**** Input data ****

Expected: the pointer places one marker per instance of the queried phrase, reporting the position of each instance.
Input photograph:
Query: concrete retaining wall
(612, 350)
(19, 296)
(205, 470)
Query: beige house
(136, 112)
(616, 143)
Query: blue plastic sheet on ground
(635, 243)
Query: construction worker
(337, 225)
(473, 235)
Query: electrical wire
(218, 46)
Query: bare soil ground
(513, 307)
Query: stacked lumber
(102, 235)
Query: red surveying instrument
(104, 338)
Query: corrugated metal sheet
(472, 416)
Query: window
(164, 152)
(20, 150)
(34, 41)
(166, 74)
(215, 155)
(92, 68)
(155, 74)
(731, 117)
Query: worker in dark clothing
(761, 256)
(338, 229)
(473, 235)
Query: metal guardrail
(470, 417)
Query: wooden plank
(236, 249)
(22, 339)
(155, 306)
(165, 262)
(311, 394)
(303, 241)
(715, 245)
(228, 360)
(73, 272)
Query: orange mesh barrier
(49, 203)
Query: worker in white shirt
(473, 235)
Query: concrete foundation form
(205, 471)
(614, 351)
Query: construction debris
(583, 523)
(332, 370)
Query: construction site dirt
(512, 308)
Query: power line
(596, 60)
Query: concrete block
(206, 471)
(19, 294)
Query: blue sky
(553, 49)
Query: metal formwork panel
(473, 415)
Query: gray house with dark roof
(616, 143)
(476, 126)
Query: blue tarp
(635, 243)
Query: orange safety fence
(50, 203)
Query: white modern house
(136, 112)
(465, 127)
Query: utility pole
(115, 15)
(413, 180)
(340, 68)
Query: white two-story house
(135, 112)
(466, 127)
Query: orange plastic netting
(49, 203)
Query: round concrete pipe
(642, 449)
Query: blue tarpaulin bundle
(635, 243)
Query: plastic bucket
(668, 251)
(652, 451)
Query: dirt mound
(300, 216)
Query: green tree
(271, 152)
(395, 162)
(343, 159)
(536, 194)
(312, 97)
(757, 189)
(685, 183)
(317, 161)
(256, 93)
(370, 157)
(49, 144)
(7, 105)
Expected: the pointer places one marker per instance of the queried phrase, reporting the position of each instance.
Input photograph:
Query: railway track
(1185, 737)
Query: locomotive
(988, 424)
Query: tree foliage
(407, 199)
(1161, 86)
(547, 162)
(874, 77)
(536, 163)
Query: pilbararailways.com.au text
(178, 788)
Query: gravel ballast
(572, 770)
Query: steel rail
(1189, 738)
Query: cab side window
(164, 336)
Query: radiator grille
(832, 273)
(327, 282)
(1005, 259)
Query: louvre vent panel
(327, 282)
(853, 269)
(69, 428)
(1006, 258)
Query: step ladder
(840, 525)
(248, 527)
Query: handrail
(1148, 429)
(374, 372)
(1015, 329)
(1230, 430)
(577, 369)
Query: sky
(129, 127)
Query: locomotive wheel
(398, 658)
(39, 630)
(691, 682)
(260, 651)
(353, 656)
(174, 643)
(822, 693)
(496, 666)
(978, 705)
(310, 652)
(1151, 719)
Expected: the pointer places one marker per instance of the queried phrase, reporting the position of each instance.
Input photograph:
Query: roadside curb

****

Task instructions >> Nothing in the entries may be left out; each line is to be output exactly.

Response box >>
Expected: the pointer places one marker per instance of the queried phrase, reporting the position of each instance.
Input photograph:
Query: concrete retaining wall
(612, 350)
(19, 296)
(205, 470)
Query: beige house
(136, 112)
(616, 143)
Query: blue plastic sheet on ground
(635, 243)
Query: construction worker
(337, 225)
(473, 235)
Query: electrical wire
(218, 46)
Query: bare soil ground
(513, 307)
Query: stacked lumber
(102, 235)
Query: red surveying instrument
(104, 338)
Query: corrugated metal sheet
(472, 416)
Query: window
(164, 152)
(20, 150)
(34, 41)
(166, 74)
(215, 155)
(92, 68)
(155, 74)
(731, 117)
Query: worker in dark clothing
(761, 256)
(338, 229)
(473, 235)
Query: metal guardrail
(470, 417)
Query: wooden plank
(236, 249)
(22, 339)
(155, 306)
(165, 262)
(311, 394)
(303, 241)
(715, 245)
(228, 360)
(73, 272)
Query: orange mesh barrier
(49, 203)
Query: worker in white shirt
(473, 235)
Query: concrete foundation form
(205, 471)
(614, 351)
Query: construction debris
(583, 523)
(332, 370)
Query: construction site dirt
(512, 308)
Query: power line
(596, 60)
Query: concrete block
(206, 471)
(19, 294)
Query: blue sky
(553, 49)
Query: metal formwork panel
(473, 415)
Query: gray house with dark roof
(616, 143)
(476, 126)
Query: blue tarp
(635, 243)
Query: orange safety fence
(50, 203)
Query: white modern house
(136, 112)
(465, 127)
Query: utility pole
(115, 15)
(413, 180)
(340, 68)
Query: white two-story house
(135, 112)
(466, 127)
Query: orange plastic netting
(49, 203)
Query: round concrete pipe
(642, 449)
Query: blue tarpaulin bundle
(635, 243)
Query: plastic bucket
(668, 251)
(652, 451)
Query: dirt mound
(300, 216)
Query: green tree
(271, 152)
(395, 162)
(343, 159)
(536, 194)
(312, 97)
(757, 189)
(685, 183)
(317, 161)
(256, 93)
(370, 157)
(49, 144)
(7, 105)
Expected: the pointer places one marker per instance of the queried phrase, reporting the position of each instance.
Input photograph:
Query: railway track
(1185, 737)
Query: locomotive
(988, 424)
Query: tree foliage
(407, 199)
(1161, 86)
(547, 162)
(874, 77)
(536, 163)
Query: pilbararailways.com.au text
(178, 788)
Query: gravel ballast
(572, 770)
Query: steel rail
(1189, 738)
Query: cab side window
(164, 336)
Query: radiator grille
(832, 273)
(327, 282)
(1005, 259)
Query: louvre vent panel
(327, 282)
(853, 269)
(69, 428)
(1006, 258)
Query: step ladder
(840, 525)
(248, 527)
Query: handrail
(1148, 429)
(374, 372)
(1015, 329)
(1230, 430)
(577, 369)
Query: sky
(129, 127)
Query: locomotive wheel
(398, 658)
(39, 630)
(691, 682)
(260, 651)
(353, 656)
(174, 643)
(822, 693)
(496, 666)
(978, 705)
(310, 652)
(1151, 719)
Expected: the pointer places one marker per instance of the queried phrase, reporting the position of each instance.
Input photograph:
Query: roadside curb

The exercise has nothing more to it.